START DATA FOR PROCESSING
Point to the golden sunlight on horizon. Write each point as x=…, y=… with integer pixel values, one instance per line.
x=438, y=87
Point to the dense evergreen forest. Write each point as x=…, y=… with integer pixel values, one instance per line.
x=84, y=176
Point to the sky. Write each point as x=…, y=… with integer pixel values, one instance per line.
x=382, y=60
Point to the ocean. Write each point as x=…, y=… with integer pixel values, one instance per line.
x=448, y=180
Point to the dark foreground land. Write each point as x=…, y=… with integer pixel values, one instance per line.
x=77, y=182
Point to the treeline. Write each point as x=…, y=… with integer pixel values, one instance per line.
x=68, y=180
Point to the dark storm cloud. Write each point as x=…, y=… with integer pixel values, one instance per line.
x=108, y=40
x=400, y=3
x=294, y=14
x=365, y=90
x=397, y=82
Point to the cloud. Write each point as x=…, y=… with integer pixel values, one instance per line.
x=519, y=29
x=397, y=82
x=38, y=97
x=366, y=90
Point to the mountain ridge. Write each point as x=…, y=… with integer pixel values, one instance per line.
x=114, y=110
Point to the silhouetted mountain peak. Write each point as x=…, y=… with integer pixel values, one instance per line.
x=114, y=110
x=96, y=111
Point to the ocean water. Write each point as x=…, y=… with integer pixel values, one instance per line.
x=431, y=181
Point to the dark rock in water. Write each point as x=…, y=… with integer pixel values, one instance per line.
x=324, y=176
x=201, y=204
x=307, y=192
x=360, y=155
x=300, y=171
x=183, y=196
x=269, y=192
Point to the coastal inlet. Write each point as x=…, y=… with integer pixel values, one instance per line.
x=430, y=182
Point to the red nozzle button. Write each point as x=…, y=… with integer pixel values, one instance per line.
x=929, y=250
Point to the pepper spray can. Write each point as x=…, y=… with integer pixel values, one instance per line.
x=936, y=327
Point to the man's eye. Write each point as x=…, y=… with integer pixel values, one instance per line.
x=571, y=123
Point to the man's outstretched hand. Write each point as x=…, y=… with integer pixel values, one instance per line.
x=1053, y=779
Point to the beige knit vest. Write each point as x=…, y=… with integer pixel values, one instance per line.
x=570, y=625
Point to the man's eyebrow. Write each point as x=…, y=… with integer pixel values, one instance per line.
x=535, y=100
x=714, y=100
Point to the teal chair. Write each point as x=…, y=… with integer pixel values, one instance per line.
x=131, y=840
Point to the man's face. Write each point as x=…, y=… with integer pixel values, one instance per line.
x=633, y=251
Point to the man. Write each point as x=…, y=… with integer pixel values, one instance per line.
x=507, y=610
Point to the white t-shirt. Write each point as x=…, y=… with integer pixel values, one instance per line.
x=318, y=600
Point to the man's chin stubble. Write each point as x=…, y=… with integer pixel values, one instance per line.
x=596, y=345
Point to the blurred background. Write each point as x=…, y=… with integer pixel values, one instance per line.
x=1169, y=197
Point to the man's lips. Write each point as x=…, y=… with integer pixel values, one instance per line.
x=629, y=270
END DATA FOR PROCESSING
WHAT THIS TASK INVOLVES
Write out the records again, requests included, starting at the line containing "Point to the ocean." and ending at the line containing "x=430, y=182", and offset every coordinate in the answers by -69. Leave the requests and their format samples unchanged.

TASK ANSWER
Point to the ocean. Write each point as x=…, y=… with integer pixel values, one instance per line.
x=379, y=111
Point to the dark foreground land. Write each point as x=…, y=… with integer pixel values, one instance per line.
x=8, y=113
Point to the treeline. Write each point as x=…, y=… with integer pixel values, one instance per line.
x=-1, y=111
Point to the dark storm cloud. Write each point as x=…, y=… with integer pixel values, one instance per line.
x=39, y=-29
x=331, y=-66
x=225, y=-55
x=296, y=21
x=328, y=13
Point to the cloud. Write each point as x=…, y=… with integer pixel values, one instance per line.
x=450, y=-40
x=328, y=13
x=-31, y=28
x=297, y=21
Point to the mountain ridge. Write each point as x=…, y=… with integer pixel values, one instance per line.
x=45, y=41
Point to the silhouetted mountain peak. Write each point as x=…, y=… with integer pixel values, one instance per line.
x=45, y=41
x=27, y=42
Point to the ocean water. Write each point as x=…, y=… with integer pixel values, one instance per line.
x=362, y=112
Point to the dark rock in water. Write each point as x=…, y=… with integer pixel values, one instance per line.
x=255, y=107
x=132, y=135
x=238, y=123
x=291, y=86
x=231, y=102
x=114, y=127
x=200, y=123
Point to the coastal inlet. Write each point as x=…, y=… with integer pixel values, one instance per line.
x=361, y=113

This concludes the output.